▸ Directions for this task:
In the data below, reproduce word for word the stretch from the line containing "segment: **deer foreleg**" through the line containing "[[[0,54],[220,54],[254,41],[255,0],[0,0]]]", with both of those lines included. Omit the pictures from your answer.

[A block of data]
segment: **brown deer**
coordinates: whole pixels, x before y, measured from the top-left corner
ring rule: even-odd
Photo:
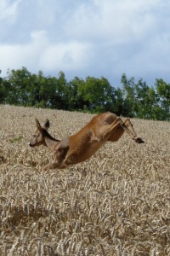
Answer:
[[[78,132],[61,141],[48,133],[48,119],[42,127],[36,119],[36,125],[37,131],[30,146],[43,145],[54,154],[54,161],[43,167],[43,170],[63,169],[85,161],[106,142],[116,142],[120,139],[125,131],[136,143],[144,143],[143,139],[137,137],[129,119],[123,122],[120,117],[110,112],[98,114]]]

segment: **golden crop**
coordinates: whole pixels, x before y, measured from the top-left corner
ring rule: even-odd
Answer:
[[[133,119],[94,157],[42,172],[53,159],[30,148],[35,118],[61,139],[91,114],[0,105],[0,255],[170,255],[170,124]]]

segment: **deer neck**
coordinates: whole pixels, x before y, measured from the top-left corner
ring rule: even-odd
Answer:
[[[53,137],[45,137],[45,146],[48,147],[51,151],[54,150],[55,145],[60,142],[60,140],[56,140]]]

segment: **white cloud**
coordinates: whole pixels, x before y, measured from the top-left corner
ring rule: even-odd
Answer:
[[[0,20],[13,20],[17,13],[17,8],[22,0],[1,0],[0,2]]]
[[[76,41],[48,45],[39,60],[42,69],[78,70],[87,66],[90,45]]]
[[[2,0],[0,69],[168,77],[169,8],[162,0]]]

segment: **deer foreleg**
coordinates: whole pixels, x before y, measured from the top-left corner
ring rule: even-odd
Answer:
[[[121,126],[128,132],[128,134],[132,137],[132,139],[134,140],[137,143],[144,143],[143,139],[141,137],[137,137],[137,134],[129,119],[127,119],[124,123],[122,123]]]

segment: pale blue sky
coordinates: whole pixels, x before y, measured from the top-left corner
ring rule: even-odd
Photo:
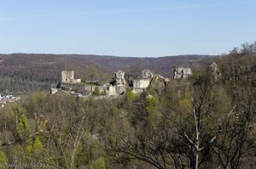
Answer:
[[[0,54],[220,54],[254,41],[255,0],[0,0]]]

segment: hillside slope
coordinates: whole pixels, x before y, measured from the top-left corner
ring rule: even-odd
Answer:
[[[0,92],[27,92],[49,88],[61,79],[62,70],[75,70],[76,78],[108,80],[117,70],[134,71],[150,69],[172,77],[172,67],[189,66],[206,55],[180,55],[160,58],[116,57],[81,54],[0,54]]]

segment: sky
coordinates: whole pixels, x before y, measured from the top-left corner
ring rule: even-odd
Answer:
[[[255,32],[255,0],[0,0],[0,54],[223,54]]]

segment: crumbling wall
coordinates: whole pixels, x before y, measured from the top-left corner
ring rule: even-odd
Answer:
[[[73,70],[62,70],[61,71],[61,82],[72,82],[74,79]]]

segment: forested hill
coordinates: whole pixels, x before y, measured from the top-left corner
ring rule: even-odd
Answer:
[[[207,55],[179,55],[159,58],[115,57],[81,54],[0,54],[0,92],[45,89],[60,81],[62,70],[75,70],[76,78],[108,80],[117,70],[150,69],[166,77],[172,67],[196,65]]]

▸ Expected output:
segment: **deer foreleg**
coordinates: whole pixels, x before y, measured from the top-left corner
ring rule: even-odd
Answer:
[[[121,126],[128,132],[128,134],[132,137],[132,139],[134,140],[137,143],[144,143],[143,139],[141,137],[137,137],[137,134],[129,119],[127,119],[124,123],[122,123]]]

segment: pale blue sky
coordinates: whole pixels, x before y, measured from the top-left corner
ring rule: even-odd
Photo:
Answer:
[[[0,54],[220,54],[254,41],[255,0],[0,0]]]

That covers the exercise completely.